Instructions for the task:
Copy the records starting with the line that contains "label: cab roof | output bbox" and going on through the line that contains "[82,78,104,112]", swapping "parked car" for "stationary car" and leaving everything else unchanged. Omit the pictures from your copy.

Provided records:
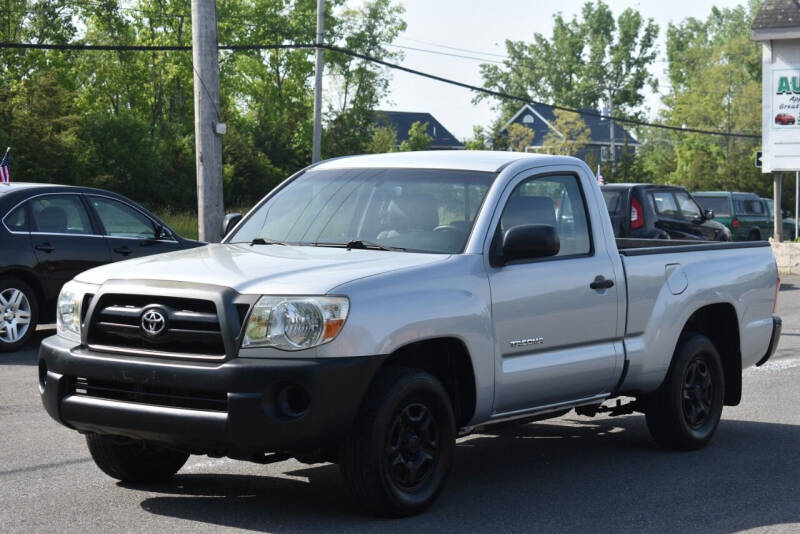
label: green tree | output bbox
[367,126,397,154]
[464,125,489,150]
[508,122,535,152]
[476,0,658,117]
[400,121,433,152]
[542,109,592,156]
[639,0,771,195]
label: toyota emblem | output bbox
[140,309,167,336]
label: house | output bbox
[375,111,464,150]
[502,104,640,163]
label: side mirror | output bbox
[502,224,561,263]
[219,213,242,237]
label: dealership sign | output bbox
[771,68,800,130]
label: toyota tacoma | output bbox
[39,152,781,516]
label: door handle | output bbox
[589,275,614,289]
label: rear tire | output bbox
[0,276,39,352]
[645,334,725,451]
[86,434,189,482]
[339,367,456,517]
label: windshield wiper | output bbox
[314,239,405,250]
[250,237,286,247]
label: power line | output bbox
[383,43,503,65]
[0,42,761,139]
[400,35,508,59]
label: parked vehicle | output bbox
[39,151,781,516]
[761,197,795,241]
[0,183,200,352]
[692,191,774,241]
[601,184,730,241]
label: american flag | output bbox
[0,147,11,184]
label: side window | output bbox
[87,196,156,239]
[651,191,681,218]
[675,191,702,219]
[500,175,592,257]
[3,204,30,232]
[29,195,94,235]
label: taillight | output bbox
[631,198,644,230]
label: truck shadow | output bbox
[134,415,800,532]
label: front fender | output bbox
[318,254,494,420]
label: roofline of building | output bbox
[750,26,800,41]
[503,103,564,139]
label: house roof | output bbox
[751,0,800,40]
[503,104,639,146]
[375,111,464,149]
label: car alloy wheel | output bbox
[0,287,31,344]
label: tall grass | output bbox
[156,207,250,243]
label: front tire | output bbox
[86,434,189,483]
[339,367,456,517]
[645,334,725,451]
[0,276,39,352]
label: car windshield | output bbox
[228,169,496,254]
[694,196,731,217]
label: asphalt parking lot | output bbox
[0,277,800,533]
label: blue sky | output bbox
[351,0,744,139]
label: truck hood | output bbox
[76,244,449,295]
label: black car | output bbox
[601,184,730,241]
[0,183,202,352]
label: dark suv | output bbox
[601,184,730,241]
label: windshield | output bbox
[228,169,496,254]
[694,196,731,217]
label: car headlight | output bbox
[56,280,98,341]
[242,296,350,350]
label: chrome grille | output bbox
[87,294,225,359]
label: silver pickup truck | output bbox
[39,152,781,516]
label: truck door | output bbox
[489,173,624,414]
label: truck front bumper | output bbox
[39,336,384,458]
[756,315,783,367]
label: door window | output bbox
[29,195,94,235]
[695,196,731,217]
[500,175,592,257]
[734,198,764,215]
[3,204,30,232]
[675,191,703,219]
[88,196,156,239]
[650,191,681,219]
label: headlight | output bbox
[242,297,350,350]
[56,280,98,341]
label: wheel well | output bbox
[3,269,46,322]
[384,338,475,426]
[681,304,742,406]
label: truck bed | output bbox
[616,238,770,256]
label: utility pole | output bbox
[772,172,783,243]
[608,91,617,175]
[192,0,225,242]
[311,0,325,163]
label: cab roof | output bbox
[313,150,578,172]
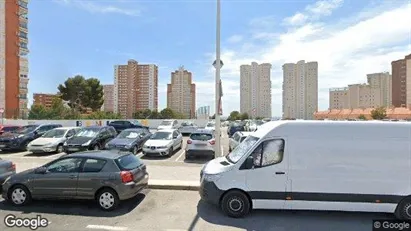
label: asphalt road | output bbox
[0,190,392,231]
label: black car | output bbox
[108,120,149,133]
[63,126,117,153]
[0,124,62,151]
[227,122,245,137]
[106,128,152,154]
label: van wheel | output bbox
[221,191,251,218]
[395,198,411,221]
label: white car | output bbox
[143,129,183,156]
[27,127,80,153]
[157,120,178,130]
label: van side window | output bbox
[252,139,285,168]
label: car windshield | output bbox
[15,125,38,134]
[150,132,171,140]
[43,129,67,138]
[74,128,99,138]
[226,136,258,164]
[190,133,213,141]
[117,130,142,139]
[160,121,172,126]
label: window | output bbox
[47,158,83,173]
[83,159,106,172]
[252,139,285,168]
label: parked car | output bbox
[0,125,20,135]
[228,131,251,152]
[157,120,178,130]
[0,124,62,151]
[227,122,245,137]
[178,121,198,136]
[0,158,16,185]
[27,127,80,153]
[185,129,215,159]
[2,150,149,211]
[108,120,149,134]
[63,126,117,153]
[143,129,183,156]
[106,128,152,154]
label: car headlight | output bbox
[203,174,221,181]
[81,140,91,146]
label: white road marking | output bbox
[176,149,185,162]
[86,225,128,231]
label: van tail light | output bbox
[120,171,134,183]
[9,163,16,171]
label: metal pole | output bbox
[214,0,221,157]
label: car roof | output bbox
[69,150,131,160]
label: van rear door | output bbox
[244,138,288,209]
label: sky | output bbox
[29,0,411,116]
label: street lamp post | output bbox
[214,0,222,157]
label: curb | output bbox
[148,180,200,191]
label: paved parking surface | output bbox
[0,190,392,231]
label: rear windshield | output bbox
[190,133,213,141]
[116,154,143,171]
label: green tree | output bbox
[227,111,240,121]
[239,112,249,120]
[371,107,387,120]
[29,104,50,120]
[160,108,175,119]
[358,115,367,120]
[82,78,104,112]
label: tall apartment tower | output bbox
[0,0,29,118]
[167,67,196,118]
[283,60,318,119]
[101,84,114,112]
[391,54,411,107]
[113,60,158,118]
[240,62,271,118]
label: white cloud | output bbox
[204,1,411,116]
[55,0,141,16]
[284,0,344,26]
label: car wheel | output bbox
[97,189,120,211]
[395,198,411,221]
[221,191,251,218]
[56,144,64,153]
[8,185,31,206]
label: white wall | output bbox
[0,119,209,129]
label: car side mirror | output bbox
[34,167,47,174]
[245,156,254,169]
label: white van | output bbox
[200,121,411,219]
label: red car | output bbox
[0,125,20,135]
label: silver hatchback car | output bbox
[185,129,215,159]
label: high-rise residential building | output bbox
[391,54,411,107]
[33,93,58,108]
[283,60,318,119]
[113,60,158,118]
[367,72,392,107]
[101,84,114,112]
[167,67,196,118]
[0,0,29,118]
[240,62,271,118]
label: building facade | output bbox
[0,0,29,118]
[101,84,114,112]
[391,54,411,107]
[33,93,58,108]
[240,62,271,118]
[113,60,158,118]
[283,60,318,119]
[167,67,196,118]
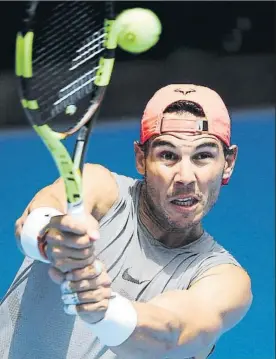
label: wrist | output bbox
[20,207,62,263]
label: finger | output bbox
[60,272,111,294]
[52,255,95,273]
[47,243,95,260]
[44,228,93,249]
[66,260,104,281]
[61,287,111,305]
[48,267,65,285]
[48,215,100,240]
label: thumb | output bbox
[86,214,100,241]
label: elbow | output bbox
[172,315,223,358]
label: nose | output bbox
[175,159,196,186]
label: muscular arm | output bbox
[15,164,119,237]
[111,265,252,359]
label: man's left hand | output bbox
[49,260,112,324]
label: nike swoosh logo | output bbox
[122,268,149,284]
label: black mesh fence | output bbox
[0,1,276,127]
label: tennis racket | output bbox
[15,1,117,216]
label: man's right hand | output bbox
[43,214,100,273]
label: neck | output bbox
[139,186,203,248]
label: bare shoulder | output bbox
[189,264,253,331]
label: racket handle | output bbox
[67,202,85,220]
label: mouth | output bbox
[170,196,199,211]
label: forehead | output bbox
[151,132,223,149]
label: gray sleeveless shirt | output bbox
[0,174,239,359]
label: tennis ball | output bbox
[116,8,162,54]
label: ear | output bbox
[222,145,238,185]
[134,141,146,176]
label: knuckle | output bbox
[79,279,92,291]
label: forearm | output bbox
[111,302,219,359]
[26,180,66,213]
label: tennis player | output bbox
[0,84,252,359]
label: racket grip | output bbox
[67,202,85,221]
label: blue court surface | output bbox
[0,109,275,359]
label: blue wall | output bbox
[0,110,275,359]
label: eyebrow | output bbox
[151,140,219,151]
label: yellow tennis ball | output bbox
[116,8,162,54]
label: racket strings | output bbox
[27,1,105,123]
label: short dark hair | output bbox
[139,100,233,158]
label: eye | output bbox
[193,152,215,161]
[159,151,178,161]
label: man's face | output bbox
[136,114,235,230]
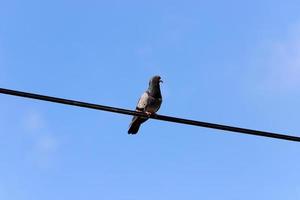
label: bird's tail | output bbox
[128,116,147,134]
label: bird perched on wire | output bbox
[128,76,163,134]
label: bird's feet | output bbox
[146,111,153,117]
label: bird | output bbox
[128,75,163,134]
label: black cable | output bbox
[0,88,300,142]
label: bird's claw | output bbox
[146,111,153,117]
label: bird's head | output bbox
[149,75,163,85]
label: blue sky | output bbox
[0,0,300,200]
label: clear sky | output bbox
[0,0,300,200]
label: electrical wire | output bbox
[0,88,300,142]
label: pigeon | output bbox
[128,76,163,134]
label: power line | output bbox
[0,88,300,142]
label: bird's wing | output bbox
[136,92,149,111]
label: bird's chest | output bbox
[145,98,162,112]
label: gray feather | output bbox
[128,76,162,134]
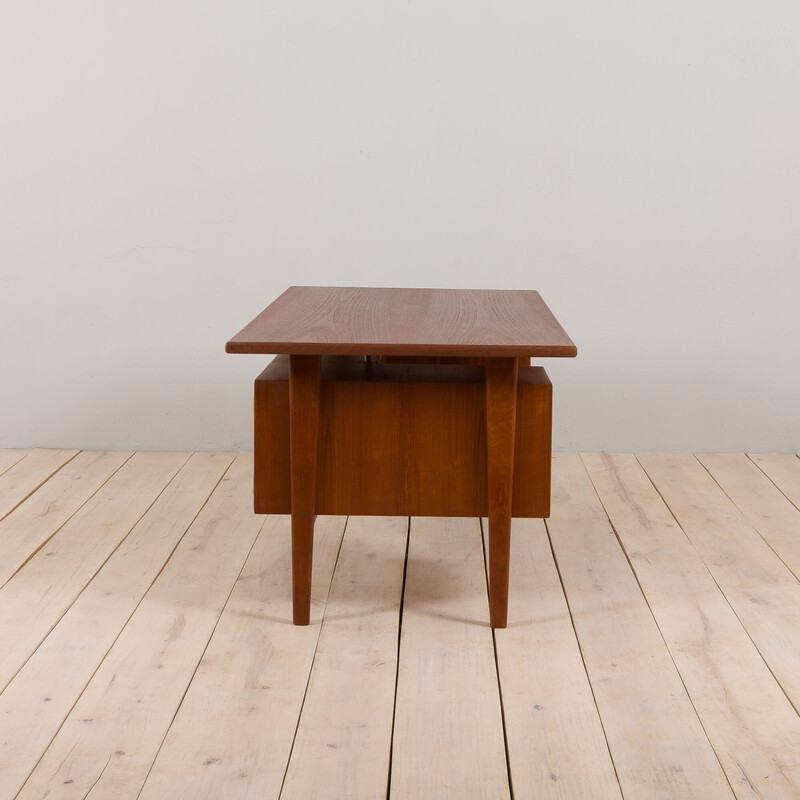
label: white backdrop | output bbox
[0,0,800,451]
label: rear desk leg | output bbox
[486,358,519,628]
[289,355,322,625]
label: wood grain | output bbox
[697,453,800,579]
[486,358,518,628]
[0,450,31,475]
[390,518,510,800]
[547,453,734,800]
[0,453,191,692]
[488,519,622,800]
[0,451,132,586]
[638,455,800,711]
[0,450,80,520]
[255,356,553,517]
[0,453,232,797]
[289,356,321,625]
[583,453,800,800]
[281,517,408,800]
[749,453,800,508]
[139,517,346,800]
[12,454,263,800]
[225,286,577,357]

Exercise response:
label: cab roof | output bbox
[313,150,578,172]
label: asphalt road | output bbox
[0,190,392,231]
label: black car | output bbox
[108,120,149,133]
[63,126,117,153]
[0,124,62,151]
[227,122,245,137]
[106,128,152,154]
label: van wheel | output bbox
[221,191,251,218]
[395,198,411,221]
label: white car | output bbox
[143,129,183,156]
[27,127,80,153]
[157,120,178,130]
label: van side window | output bbox
[252,139,285,168]
label: car windshield | output bbox
[15,125,38,134]
[150,132,171,140]
[43,129,67,138]
[74,128,99,138]
[226,136,258,164]
[190,133,213,141]
[117,130,142,139]
[160,121,172,126]
label: window | output bbox
[47,158,83,173]
[83,159,106,172]
[252,139,285,168]
label: stationary car | output bbox
[0,125,20,135]
[228,131,251,152]
[157,120,178,130]
[0,124,62,151]
[227,122,245,137]
[178,121,198,136]
[0,158,16,185]
[27,127,80,153]
[185,129,215,159]
[2,150,149,211]
[108,120,149,134]
[63,126,117,153]
[143,129,183,156]
[106,128,152,154]
label: car headlight | output bbox
[203,174,221,181]
[81,140,91,146]
label: white road marking | output bbox
[176,149,185,162]
[86,225,128,231]
label: van tail light | output bbox
[120,171,134,183]
[9,163,16,171]
label: metal pole | output bbox
[214,0,221,157]
label: car roof | output bbox
[69,150,131,160]
label: van rear door | output bbox
[244,138,288,209]
label: sky | output bbox
[29,0,411,116]
label: street lamp post | output bbox
[214,0,222,157]
label: curb | output bbox
[148,180,200,191]
label: paved parking surface | output bbox
[0,190,392,231]
label: rear windshield | output bbox
[190,133,213,141]
[116,154,143,171]
label: green tree | output bbox
[227,111,240,121]
[239,112,249,120]
[371,107,387,120]
[29,104,50,120]
[160,108,175,119]
[358,115,367,120]
[82,78,104,112]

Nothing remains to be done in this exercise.